- Selected excerpt -
════════

After the arrests of the Fort Hare suspects, the court heard that police found an alleged hit list with photographs of 13 people. Vice-Chancellor Professor Sakhela Buhlungu was allegedly the primary target. So severe was the situation that Nzimande even sent a task team to manage UFH. In January this year, the minister established a multi-disciplinary task team to investigate the fatal attacks.
So why would the institutions be rocked by these scandals and the level of decline? Media reports have revealed that former UFH student leader, Sicelo Mbulawa, allegedly played a vital role in extracting millions of rands through corrupt supplier contracts while studying towards his degree.
In LenKabula’s case, the involvement of former Unisa Vice Challencer, Dr Barney Pityana, in a media campaign for her removal is fascinating. Pityana has been very vocal on the affairs of Unisa, going as far as calling for the dissolution of the Council and LenkaBula’s axing. At the heart of Pityana’s media utterances is a repeated narrative about the “capture of Unisa”. In 2021, after unsuccessfully calling for the Council to quit, Mosia’s report came as a gift for Pityana.

════════

- Stored records -
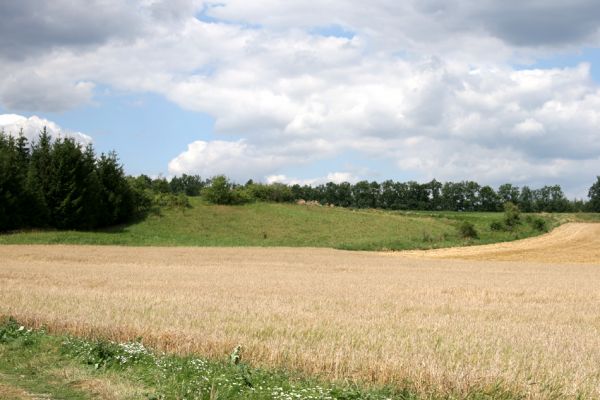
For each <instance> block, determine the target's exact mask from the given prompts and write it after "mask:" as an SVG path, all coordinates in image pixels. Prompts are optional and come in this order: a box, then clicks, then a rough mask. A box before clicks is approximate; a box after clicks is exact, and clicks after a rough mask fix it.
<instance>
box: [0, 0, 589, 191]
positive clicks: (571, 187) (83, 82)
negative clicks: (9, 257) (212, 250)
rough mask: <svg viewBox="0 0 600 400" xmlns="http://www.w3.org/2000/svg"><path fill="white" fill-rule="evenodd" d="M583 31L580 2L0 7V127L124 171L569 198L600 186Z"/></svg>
mask: <svg viewBox="0 0 600 400" xmlns="http://www.w3.org/2000/svg"><path fill="white" fill-rule="evenodd" d="M63 3H64V4H63ZM44 17H45V18H44ZM559 17H560V18H559ZM49 20H52V21H55V22H56V24H49V23H48V21H49ZM598 21H600V5H597V4H596V2H593V1H586V0H578V1H577V2H575V3H573V4H566V3H565V2H561V1H557V0H556V1H555V0H549V1H545V2H537V1H533V2H530V3H518V2H513V1H508V2H505V3H503V4H500V3H495V2H480V3H478V4H474V3H473V2H468V1H463V0H453V1H451V2H442V1H437V0H431V1H427V2H422V1H416V0H415V1H407V2H402V3H400V4H399V3H398V2H394V1H385V0H384V1H381V2H378V3H375V4H374V5H372V6H368V7H365V5H364V4H363V3H362V2H358V1H354V0H352V1H345V2H341V1H332V2H329V3H327V4H322V5H320V6H318V7H317V8H315V6H314V5H312V6H309V5H307V4H305V3H304V2H294V1H291V2H281V3H277V2H275V3H274V2H269V1H262V0H260V1H256V2H252V3H248V2H243V1H241V0H228V1H223V2H219V4H216V5H215V3H212V2H205V1H196V0H189V1H188V0H181V1H177V2H169V1H161V0H155V1H144V2H141V1H140V2H125V3H123V2H117V1H116V0H115V1H114V2H111V1H103V2H101V1H90V2H67V1H66V0H64V1H63V0H59V1H56V2H51V3H48V4H41V5H40V3H38V2H35V1H33V0H24V1H22V2H19V3H15V4H3V5H0V26H1V27H0V37H1V39H0V58H1V59H2V60H0V61H1V62H0V114H5V115H7V114H14V116H12V117H10V116H8V117H6V116H5V117H0V121H4V122H3V124H4V128H5V129H9V130H10V129H17V128H18V127H23V126H24V127H26V128H27V127H30V128H31V129H33V128H34V127H37V126H38V125H39V124H40V123H47V124H52V126H53V127H54V128H55V129H56V130H57V132H58V131H61V132H65V133H67V134H68V133H72V134H81V135H82V136H81V137H83V138H87V137H90V138H91V140H92V142H93V144H94V146H95V147H96V149H97V150H98V151H99V152H106V151H110V150H116V151H117V153H118V154H119V156H120V159H121V161H122V162H123V163H124V165H125V169H126V171H127V172H128V173H131V174H140V173H145V174H148V175H152V176H157V175H163V176H173V175H177V174H181V173H193V174H199V175H201V176H203V177H208V176H212V175H214V174H218V173H225V174H227V175H229V176H231V177H232V178H233V179H235V180H238V181H244V180H246V179H249V178H252V179H255V180H262V181H283V182H304V183H318V182H324V181H326V180H338V181H339V180H350V181H356V180H359V179H377V180H384V179H396V180H411V179H414V180H419V181H424V180H429V179H432V178H437V179H438V180H476V181H478V182H480V183H482V184H491V185H496V186H497V185H499V184H501V183H503V182H507V181H511V182H514V183H515V184H518V185H531V186H539V185H543V184H554V183H559V184H561V185H562V186H563V188H564V189H565V191H566V192H567V193H568V194H569V195H570V196H577V197H583V196H585V194H586V191H587V188H588V187H589V186H590V185H591V183H592V182H593V181H594V180H595V176H596V175H599V174H600V136H599V134H598V125H599V124H600V107H599V106H600V91H599V86H598V85H599V84H600V40H599V39H600V33H599V32H600V31H599V28H600V23H599V22H598ZM24 30H27V32H28V34H27V35H20V34H16V33H15V32H23V31H24ZM21 117H24V118H21ZM34 118H36V119H34ZM40 121H41V122H40ZM54 128H53V129H54ZM27 129H29V128H27ZM27 129H26V130H27ZM27 132H29V131H27Z"/></svg>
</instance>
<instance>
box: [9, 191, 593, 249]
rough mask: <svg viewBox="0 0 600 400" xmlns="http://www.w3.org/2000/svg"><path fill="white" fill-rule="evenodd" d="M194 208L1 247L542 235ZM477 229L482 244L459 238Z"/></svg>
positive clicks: (206, 206)
mask: <svg viewBox="0 0 600 400" xmlns="http://www.w3.org/2000/svg"><path fill="white" fill-rule="evenodd" d="M190 201H191V207H190V208H185V209H163V210H161V212H160V213H159V214H152V215H150V216H148V218H146V219H144V220H142V221H139V222H137V223H134V224H131V225H127V226H120V227H117V228H112V229H109V230H104V231H99V232H98V231H95V232H73V231H62V232H61V231H38V232H22V233H14V234H11V235H0V244H34V243H35V244H57V243H61V244H101V245H128V246H261V247H269V246H288V247H329V248H337V249H348V250H385V249H391V250H405V249H422V248H425V249H427V248H436V247H449V246H460V245H465V244H482V243H494V242H499V241H506V240H514V239H520V238H524V237H529V236H534V235H539V234H540V233H541V232H540V231H539V230H536V229H534V228H533V227H532V226H531V224H527V223H524V224H522V225H520V226H519V227H518V229H516V230H514V231H511V232H506V231H493V230H491V229H490V223H491V222H492V221H495V220H500V219H501V218H502V214H501V213H457V212H443V213H426V212H405V213H400V212H386V211H377V210H348V209H344V208H329V207H318V206H298V205H293V204H270V203H254V204H249V205H244V206H215V205H209V204H206V203H204V202H203V201H201V200H200V199H199V198H193V197H192V198H190ZM541 217H542V218H544V219H545V220H546V221H547V225H548V227H549V228H552V227H554V226H556V225H557V224H558V223H559V219H572V220H582V219H584V218H595V219H598V215H595V214H577V215H575V214H572V215H562V216H560V217H557V216H554V215H543V216H541ZM465 220H466V221H469V222H471V223H473V224H474V225H475V227H476V229H477V231H478V232H479V238H478V239H474V240H465V239H463V238H462V237H460V235H459V234H458V231H457V227H458V225H459V224H460V223H461V222H462V221H465Z"/></svg>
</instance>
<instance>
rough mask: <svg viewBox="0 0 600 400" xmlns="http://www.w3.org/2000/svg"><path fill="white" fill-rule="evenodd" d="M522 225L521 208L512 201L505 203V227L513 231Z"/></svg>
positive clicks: (504, 215) (504, 213) (504, 203)
mask: <svg viewBox="0 0 600 400" xmlns="http://www.w3.org/2000/svg"><path fill="white" fill-rule="evenodd" d="M520 223H521V211H520V210H519V207H518V206H517V205H516V204H515V203H513V202H510V201H507V202H506V203H504V225H505V226H506V228H507V229H509V230H512V229H513V228H515V227H516V226H517V225H519V224H520Z"/></svg>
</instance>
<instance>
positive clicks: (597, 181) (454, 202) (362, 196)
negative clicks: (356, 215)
mask: <svg viewBox="0 0 600 400" xmlns="http://www.w3.org/2000/svg"><path fill="white" fill-rule="evenodd" d="M203 186H204V189H203V191H202V194H203V196H205V197H206V198H207V200H209V201H211V202H213V203H217V204H242V203H245V202H248V201H253V200H260V201H271V202H296V201H299V200H304V201H311V202H317V203H319V204H322V205H326V204H327V205H333V206H337V207H350V208H381V209H387V210H424V211H502V210H503V209H504V204H506V203H508V202H510V203H513V204H515V205H517V206H518V207H519V209H520V210H521V211H524V212H578V211H596V212H599V211H600V177H599V178H598V180H597V182H596V183H595V184H594V185H593V186H592V187H591V188H590V191H589V198H590V200H589V201H587V202H586V201H583V200H569V199H567V198H566V196H565V194H564V192H563V190H562V188H561V187H560V185H547V186H543V187H541V188H536V189H532V188H530V187H528V186H523V187H518V186H515V185H513V184H510V183H506V184H503V185H500V186H499V187H498V189H494V188H492V187H491V186H489V185H484V186H482V185H480V184H478V183H477V182H473V181H462V182H446V183H441V182H439V181H437V180H435V179H434V180H432V181H431V182H427V183H418V182H414V181H410V182H395V181H392V180H386V181H384V182H381V183H379V182H375V181H373V182H369V181H360V182H357V183H355V184H352V183H349V182H342V183H334V182H328V183H325V184H321V185H317V186H311V185H298V184H295V185H285V184H282V183H272V184H262V183H254V182H253V181H248V182H247V183H246V184H245V185H237V184H235V183H232V182H231V181H230V180H229V179H228V178H227V177H225V176H222V175H221V176H218V177H215V178H213V179H212V180H208V181H205V182H204V184H203Z"/></svg>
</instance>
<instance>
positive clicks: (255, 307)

════════

- Directions -
• a. Answer these questions about the university excerpt:
(i) How many people were pictured on the alleged hit list?
(ii) Who was allegedly the primary target?
(iii) What role at UFH did Sicelo Mbulawa formerly hold?
• b. Can you update the university excerpt starting at "After the arrests" and ending at "the fatal attacks.", changing "hit list" to "target list"?

- Exercise responses -
• a.
(i) 13
(ii) Vice-Chancellor Professor Sakhela Buhlungu
(iii) Student leader

• b.
After the arrests of the Fort Hare suspects, the court heard that police found an alleged target list with photographs of 13 people. Vice-Chancellor Professor Sakhela Buhlungu was allegedly the primary target. So severe was the situation that Nzimande even sent a task team to manage UFH. In January this year, the minister established a multi-disciplinary task team to investigate the fatal attacks.